GIVEN PROBLEM ->
Which lines in the material contain the string "woman"? Show every such line in full, and count a match only when the case is the same.

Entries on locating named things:
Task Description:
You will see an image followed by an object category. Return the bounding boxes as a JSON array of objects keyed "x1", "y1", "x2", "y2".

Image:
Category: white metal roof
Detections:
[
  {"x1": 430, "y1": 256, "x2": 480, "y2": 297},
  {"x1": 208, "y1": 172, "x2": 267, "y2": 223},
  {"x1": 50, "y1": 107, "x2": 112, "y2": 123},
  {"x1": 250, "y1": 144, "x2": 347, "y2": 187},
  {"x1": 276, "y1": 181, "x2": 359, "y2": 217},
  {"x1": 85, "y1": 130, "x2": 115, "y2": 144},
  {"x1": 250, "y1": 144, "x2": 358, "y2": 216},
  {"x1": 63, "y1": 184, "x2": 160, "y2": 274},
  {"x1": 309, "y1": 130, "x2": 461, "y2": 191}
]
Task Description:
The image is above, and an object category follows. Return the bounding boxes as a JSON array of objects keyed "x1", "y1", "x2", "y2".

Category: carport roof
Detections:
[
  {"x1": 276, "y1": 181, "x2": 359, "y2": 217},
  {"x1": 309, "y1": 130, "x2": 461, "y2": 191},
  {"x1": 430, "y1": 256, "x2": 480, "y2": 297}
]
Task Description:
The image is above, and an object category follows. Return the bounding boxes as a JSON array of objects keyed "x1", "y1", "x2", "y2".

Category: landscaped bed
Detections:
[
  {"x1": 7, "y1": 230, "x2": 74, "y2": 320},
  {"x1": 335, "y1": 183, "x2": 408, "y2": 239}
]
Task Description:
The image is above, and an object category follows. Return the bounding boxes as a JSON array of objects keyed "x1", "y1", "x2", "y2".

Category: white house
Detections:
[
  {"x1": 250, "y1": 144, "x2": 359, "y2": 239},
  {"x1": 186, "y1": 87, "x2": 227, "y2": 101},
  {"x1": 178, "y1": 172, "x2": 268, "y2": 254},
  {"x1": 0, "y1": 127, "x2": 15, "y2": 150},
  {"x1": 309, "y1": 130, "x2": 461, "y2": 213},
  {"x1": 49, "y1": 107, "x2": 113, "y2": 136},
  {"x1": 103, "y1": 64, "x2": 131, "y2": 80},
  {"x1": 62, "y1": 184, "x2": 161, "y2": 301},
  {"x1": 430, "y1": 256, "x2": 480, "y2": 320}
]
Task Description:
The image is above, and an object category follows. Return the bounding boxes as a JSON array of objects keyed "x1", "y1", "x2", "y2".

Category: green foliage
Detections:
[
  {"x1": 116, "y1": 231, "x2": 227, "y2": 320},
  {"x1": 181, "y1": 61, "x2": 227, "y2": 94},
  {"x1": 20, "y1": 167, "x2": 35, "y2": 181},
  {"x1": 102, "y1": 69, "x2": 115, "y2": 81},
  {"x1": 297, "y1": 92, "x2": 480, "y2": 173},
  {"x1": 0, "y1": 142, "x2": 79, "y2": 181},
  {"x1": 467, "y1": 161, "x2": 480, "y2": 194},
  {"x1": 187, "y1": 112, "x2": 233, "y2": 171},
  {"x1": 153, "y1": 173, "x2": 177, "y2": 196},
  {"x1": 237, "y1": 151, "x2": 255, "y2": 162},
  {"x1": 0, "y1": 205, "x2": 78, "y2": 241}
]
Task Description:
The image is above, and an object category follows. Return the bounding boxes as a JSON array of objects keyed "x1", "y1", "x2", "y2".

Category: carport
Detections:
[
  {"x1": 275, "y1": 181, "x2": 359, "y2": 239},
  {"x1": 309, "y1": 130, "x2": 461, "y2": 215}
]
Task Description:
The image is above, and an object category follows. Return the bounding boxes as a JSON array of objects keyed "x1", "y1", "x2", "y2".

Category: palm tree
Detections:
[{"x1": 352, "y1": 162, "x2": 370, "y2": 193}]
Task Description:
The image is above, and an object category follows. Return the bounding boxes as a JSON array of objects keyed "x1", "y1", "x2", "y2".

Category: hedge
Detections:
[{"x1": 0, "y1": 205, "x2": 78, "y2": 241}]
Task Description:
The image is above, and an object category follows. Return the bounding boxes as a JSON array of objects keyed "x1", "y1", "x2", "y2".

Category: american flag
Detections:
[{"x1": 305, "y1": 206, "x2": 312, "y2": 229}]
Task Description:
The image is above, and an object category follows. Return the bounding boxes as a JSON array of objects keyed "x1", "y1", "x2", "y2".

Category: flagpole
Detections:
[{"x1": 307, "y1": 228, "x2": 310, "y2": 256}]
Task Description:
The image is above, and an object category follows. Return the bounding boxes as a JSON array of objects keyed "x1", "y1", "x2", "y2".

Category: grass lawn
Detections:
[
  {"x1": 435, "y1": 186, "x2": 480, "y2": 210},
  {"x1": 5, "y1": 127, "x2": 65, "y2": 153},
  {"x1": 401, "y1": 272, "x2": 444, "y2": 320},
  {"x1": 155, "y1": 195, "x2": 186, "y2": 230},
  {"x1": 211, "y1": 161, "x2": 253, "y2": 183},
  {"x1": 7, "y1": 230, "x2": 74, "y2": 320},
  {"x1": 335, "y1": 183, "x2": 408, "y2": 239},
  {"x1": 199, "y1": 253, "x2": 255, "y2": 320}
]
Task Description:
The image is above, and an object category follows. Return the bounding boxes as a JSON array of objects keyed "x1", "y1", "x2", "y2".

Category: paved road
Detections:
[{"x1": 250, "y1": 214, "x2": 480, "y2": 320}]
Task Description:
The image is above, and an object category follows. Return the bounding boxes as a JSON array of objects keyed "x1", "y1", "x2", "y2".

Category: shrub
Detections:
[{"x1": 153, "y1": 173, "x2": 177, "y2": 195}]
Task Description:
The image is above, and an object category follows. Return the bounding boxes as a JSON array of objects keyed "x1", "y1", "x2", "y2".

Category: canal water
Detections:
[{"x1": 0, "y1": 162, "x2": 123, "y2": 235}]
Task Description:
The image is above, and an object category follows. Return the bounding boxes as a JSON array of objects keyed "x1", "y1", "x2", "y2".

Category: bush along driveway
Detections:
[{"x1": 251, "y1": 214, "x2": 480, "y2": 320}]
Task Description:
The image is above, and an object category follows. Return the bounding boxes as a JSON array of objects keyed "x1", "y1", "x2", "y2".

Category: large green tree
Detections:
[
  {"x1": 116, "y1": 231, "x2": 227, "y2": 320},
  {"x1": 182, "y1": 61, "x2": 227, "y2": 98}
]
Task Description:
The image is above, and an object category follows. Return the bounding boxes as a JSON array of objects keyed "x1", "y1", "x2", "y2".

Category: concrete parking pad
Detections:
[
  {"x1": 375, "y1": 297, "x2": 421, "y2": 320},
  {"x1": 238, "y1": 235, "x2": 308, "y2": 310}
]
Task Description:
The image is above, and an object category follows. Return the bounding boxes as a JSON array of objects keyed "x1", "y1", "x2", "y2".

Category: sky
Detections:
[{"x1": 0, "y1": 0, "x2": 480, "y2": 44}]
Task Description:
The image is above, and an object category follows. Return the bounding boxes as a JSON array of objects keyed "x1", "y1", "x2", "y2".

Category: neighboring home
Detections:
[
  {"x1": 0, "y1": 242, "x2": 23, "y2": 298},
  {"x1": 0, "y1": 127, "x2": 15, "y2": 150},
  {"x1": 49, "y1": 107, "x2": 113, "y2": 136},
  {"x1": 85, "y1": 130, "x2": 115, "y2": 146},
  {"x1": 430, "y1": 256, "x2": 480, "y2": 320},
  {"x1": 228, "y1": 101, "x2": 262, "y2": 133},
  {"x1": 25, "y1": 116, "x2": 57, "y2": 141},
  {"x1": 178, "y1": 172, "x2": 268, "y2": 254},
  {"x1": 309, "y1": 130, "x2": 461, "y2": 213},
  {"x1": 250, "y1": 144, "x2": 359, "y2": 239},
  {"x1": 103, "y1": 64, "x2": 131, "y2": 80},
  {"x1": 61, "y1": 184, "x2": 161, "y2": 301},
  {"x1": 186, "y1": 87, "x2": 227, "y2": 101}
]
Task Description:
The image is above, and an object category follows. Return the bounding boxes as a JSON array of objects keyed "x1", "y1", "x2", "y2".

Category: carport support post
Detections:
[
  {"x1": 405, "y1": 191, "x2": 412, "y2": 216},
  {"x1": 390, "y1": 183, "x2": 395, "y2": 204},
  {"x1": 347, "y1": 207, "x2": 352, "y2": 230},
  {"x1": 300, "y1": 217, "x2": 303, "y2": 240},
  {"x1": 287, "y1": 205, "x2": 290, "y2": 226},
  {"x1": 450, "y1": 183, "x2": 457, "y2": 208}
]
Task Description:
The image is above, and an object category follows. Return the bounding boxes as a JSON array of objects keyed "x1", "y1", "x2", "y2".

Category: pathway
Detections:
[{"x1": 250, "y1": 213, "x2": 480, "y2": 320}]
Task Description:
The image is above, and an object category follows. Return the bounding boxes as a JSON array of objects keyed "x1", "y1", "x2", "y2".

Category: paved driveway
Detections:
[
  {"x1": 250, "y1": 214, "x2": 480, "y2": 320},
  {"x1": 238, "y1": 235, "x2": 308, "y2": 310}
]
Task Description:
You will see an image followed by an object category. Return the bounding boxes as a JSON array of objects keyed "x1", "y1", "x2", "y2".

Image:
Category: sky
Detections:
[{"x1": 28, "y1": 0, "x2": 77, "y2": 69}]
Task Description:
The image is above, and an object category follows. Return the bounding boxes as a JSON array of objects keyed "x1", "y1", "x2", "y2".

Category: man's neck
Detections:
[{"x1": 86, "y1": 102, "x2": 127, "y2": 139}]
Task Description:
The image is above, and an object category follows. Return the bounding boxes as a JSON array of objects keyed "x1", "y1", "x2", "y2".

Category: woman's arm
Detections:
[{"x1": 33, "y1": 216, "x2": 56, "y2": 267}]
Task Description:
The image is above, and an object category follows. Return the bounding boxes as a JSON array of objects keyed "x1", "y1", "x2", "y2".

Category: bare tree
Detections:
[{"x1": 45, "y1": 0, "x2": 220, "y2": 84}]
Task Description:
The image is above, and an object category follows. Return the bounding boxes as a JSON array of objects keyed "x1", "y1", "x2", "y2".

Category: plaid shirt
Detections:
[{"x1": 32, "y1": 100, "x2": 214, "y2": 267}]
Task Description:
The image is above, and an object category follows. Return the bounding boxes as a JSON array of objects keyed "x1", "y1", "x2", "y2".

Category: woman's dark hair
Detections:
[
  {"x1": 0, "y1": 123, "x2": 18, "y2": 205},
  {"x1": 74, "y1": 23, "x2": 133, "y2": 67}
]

WRITTEN ANSWER ->
Category: woman's arm
Category: woman's dark hair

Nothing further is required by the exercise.